§ **Exercises to complete**:
(1) List the five structural elements named in the 15% Solutions instructions, in the order they appear.
(2) According to the 15% Solutions instructions, how much time does each person get to make a personal list of 15% Solutions when working alone?
(3) Restate more briefly the paragraph of the 15% Solutions instructions that begins "In connection with their personal challenge", keeping its main facts.

Discover and Focus on What Each Person Has the Freedom and Resources to Do Now

Attachments

Materials

    Instructions

    Five Structural Elements – Min Specs

    1. Structuring Invitation

    In connection with their personal challenge or their group’s challenge, ask, “What is your 15 percent? Where do you have discretion and freedom to act? What can you do without more resources or authority?”

    2. How Space Is Arranged and Materials Needed

    • Unlimited number of groups.
    • Chairs for people to sit in groups of 2-4; no tables required.

    3. How Participation Is Distributed

    • Everyone is included
    • Everyone has an equal opportunity to contribute

    4. How Groups Are Configured

    • First alone
    • Then in pairs or small groups

    5. Sequence of Steps and Time Allocation

    • First alone, each person generates his or her own list of 15% Solutions. 5 min.

§ **Supplied entries**:

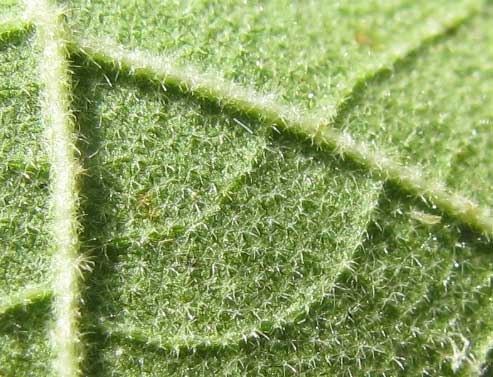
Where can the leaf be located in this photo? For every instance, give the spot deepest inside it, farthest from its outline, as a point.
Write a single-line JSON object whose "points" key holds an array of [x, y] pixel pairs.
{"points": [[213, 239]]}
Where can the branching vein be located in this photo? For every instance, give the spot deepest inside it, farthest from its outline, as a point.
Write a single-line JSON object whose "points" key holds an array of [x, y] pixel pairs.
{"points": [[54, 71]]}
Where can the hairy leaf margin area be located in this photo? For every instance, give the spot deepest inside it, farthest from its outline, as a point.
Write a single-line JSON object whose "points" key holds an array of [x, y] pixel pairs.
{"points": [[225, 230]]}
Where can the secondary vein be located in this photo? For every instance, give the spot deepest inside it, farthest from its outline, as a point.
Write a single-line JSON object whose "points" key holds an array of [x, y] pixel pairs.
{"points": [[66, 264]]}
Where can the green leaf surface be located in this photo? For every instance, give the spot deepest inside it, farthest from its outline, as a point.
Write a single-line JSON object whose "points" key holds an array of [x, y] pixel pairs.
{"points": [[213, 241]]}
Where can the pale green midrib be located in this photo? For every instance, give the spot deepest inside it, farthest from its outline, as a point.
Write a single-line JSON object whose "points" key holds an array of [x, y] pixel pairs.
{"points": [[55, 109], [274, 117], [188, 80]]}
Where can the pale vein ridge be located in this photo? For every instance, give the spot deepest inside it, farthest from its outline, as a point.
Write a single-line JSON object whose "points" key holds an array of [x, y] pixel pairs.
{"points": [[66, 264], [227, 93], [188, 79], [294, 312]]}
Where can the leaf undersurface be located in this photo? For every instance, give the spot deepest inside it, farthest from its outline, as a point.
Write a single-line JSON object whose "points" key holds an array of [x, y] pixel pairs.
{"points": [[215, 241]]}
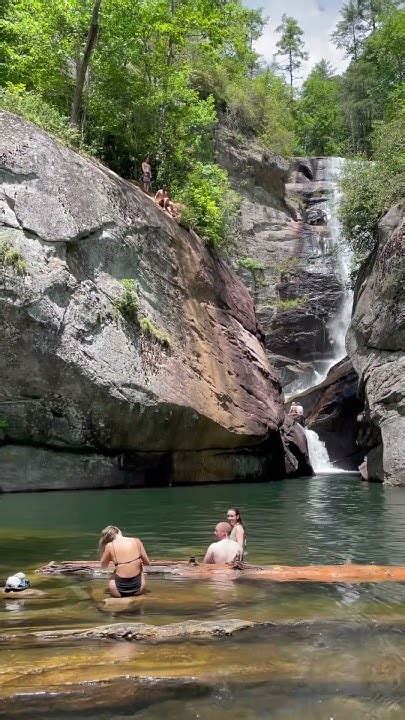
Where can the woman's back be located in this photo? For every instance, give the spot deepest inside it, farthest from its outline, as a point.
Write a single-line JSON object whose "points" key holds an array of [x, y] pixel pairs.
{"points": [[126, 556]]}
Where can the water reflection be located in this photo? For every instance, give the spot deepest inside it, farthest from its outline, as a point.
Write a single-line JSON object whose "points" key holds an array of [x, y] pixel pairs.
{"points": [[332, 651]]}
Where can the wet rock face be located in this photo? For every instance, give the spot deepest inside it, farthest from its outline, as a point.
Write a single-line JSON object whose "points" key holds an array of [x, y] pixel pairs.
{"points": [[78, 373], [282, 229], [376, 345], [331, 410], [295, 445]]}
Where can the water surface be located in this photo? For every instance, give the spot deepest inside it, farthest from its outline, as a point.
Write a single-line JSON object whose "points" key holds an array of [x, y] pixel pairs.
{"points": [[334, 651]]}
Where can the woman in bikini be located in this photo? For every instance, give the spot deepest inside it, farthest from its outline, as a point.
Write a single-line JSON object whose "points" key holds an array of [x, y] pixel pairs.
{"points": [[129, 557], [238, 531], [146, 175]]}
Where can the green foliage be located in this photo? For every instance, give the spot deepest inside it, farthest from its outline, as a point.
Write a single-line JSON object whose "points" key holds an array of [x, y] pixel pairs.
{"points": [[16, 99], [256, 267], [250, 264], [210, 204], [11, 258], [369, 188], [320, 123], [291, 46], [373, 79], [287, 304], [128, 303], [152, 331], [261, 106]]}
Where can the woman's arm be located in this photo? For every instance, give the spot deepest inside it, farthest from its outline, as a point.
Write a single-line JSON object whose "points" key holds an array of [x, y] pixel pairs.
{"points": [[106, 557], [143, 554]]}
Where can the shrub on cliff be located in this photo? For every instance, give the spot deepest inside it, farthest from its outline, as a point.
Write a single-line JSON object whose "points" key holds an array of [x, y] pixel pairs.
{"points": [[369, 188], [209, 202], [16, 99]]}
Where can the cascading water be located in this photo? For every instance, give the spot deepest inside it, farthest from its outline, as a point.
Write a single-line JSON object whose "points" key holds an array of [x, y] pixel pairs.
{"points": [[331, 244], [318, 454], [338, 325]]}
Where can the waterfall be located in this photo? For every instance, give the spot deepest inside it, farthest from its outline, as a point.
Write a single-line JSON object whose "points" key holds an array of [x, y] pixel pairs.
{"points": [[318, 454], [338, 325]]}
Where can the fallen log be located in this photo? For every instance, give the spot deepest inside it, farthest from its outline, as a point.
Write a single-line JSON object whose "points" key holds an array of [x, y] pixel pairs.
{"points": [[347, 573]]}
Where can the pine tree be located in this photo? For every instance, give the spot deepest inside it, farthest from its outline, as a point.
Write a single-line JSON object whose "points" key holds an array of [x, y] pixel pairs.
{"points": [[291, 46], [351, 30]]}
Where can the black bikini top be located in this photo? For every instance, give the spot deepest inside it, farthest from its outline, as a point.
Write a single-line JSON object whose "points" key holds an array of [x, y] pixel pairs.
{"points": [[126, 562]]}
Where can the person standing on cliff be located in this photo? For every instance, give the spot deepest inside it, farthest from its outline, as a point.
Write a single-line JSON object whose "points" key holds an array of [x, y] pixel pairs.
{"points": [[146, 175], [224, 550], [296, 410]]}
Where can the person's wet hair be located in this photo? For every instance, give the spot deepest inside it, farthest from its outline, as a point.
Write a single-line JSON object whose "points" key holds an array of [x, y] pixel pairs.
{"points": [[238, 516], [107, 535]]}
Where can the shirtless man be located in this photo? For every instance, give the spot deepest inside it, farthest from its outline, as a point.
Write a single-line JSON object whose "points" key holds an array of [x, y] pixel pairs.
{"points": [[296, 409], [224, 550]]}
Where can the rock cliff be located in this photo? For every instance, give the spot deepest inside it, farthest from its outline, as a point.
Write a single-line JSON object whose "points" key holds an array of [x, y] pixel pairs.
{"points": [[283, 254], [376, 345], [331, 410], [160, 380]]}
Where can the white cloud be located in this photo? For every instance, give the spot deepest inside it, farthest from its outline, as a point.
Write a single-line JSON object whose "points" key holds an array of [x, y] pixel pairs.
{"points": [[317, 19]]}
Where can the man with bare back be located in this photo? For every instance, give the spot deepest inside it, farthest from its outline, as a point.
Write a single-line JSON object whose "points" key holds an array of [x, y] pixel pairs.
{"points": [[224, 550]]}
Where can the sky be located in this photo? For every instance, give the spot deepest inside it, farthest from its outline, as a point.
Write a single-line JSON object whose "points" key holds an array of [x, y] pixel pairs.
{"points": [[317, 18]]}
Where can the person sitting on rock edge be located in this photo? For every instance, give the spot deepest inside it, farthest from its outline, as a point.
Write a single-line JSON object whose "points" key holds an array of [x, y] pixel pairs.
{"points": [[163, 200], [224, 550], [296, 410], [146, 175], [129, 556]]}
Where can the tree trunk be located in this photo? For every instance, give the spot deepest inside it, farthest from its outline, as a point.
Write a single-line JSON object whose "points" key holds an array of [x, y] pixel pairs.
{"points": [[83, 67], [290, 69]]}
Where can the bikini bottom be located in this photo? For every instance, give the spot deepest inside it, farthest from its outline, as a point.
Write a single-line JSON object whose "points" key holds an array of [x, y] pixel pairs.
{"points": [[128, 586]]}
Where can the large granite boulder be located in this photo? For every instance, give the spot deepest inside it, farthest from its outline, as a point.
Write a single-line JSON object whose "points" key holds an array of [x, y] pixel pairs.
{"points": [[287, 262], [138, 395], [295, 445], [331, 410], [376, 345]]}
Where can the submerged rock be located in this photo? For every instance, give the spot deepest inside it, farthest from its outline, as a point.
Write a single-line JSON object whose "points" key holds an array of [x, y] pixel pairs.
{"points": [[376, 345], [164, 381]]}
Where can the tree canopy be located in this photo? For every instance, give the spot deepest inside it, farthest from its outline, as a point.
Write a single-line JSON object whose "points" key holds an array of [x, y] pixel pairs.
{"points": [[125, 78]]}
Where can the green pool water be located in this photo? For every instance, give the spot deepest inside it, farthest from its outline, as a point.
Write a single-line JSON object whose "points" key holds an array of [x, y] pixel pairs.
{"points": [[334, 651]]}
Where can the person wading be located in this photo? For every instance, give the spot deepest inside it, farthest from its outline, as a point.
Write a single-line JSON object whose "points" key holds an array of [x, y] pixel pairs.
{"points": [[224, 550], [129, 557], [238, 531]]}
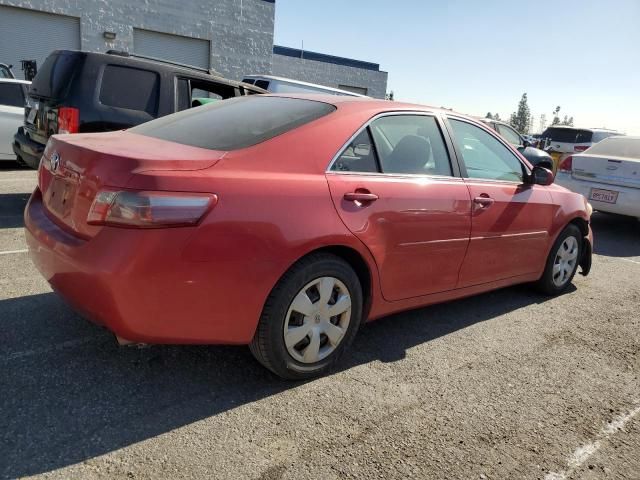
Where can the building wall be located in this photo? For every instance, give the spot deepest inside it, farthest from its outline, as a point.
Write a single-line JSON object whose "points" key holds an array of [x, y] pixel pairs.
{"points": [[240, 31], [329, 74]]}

§ **Task responses**:
(1)
1. Structuring Invitation
2. How Space Is Arranged and Materials Needed
3. How Participation Is Distributed
4. How Groups Are Configured
5. Sequence of Steps and Time Allocation

(2) 5 minutes.

(3) For a personal or group challenge, ask people to name their 15 percent: where they have discretion and freedom to act, and what they can do without more resources or authority.